_TASK REQUIREMENTS_
Within the data below, tally the lines that contain "sunlit" and state only the total.

[Natural-language object grounding data]
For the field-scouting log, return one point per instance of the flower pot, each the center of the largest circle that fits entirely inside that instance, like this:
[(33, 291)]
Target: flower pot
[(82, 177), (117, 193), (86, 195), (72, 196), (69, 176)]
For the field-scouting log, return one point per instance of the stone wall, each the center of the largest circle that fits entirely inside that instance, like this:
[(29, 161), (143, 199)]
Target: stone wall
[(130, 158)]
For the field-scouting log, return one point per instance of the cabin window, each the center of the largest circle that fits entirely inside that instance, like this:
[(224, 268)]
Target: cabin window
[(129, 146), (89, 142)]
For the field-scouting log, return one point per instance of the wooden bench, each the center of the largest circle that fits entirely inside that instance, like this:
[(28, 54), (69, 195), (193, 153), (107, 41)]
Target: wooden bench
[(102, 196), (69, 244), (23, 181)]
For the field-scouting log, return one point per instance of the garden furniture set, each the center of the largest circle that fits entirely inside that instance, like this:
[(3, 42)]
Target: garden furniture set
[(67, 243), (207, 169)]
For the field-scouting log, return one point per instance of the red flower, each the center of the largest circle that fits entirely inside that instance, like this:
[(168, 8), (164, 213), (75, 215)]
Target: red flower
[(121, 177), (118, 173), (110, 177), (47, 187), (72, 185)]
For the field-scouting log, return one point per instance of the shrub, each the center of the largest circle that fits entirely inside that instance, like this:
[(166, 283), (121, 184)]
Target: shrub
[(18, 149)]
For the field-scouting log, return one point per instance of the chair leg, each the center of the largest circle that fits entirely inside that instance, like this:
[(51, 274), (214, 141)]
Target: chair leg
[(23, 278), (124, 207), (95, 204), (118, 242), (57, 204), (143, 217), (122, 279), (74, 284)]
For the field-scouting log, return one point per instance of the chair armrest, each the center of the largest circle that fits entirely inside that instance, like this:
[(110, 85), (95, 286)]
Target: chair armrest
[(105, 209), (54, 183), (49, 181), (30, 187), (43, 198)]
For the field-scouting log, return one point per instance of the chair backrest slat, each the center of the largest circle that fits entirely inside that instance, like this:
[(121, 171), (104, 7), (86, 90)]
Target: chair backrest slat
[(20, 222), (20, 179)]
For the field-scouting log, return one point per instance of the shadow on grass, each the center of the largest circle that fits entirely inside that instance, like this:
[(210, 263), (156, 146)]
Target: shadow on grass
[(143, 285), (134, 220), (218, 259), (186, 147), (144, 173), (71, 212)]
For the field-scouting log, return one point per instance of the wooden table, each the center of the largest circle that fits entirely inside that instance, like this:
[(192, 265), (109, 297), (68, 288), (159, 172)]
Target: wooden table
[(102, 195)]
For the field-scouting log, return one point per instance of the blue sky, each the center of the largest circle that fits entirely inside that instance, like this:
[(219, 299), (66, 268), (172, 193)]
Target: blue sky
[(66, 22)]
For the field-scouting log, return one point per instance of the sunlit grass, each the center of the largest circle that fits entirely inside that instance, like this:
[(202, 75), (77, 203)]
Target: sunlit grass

_EXERCISE ANSWER_
2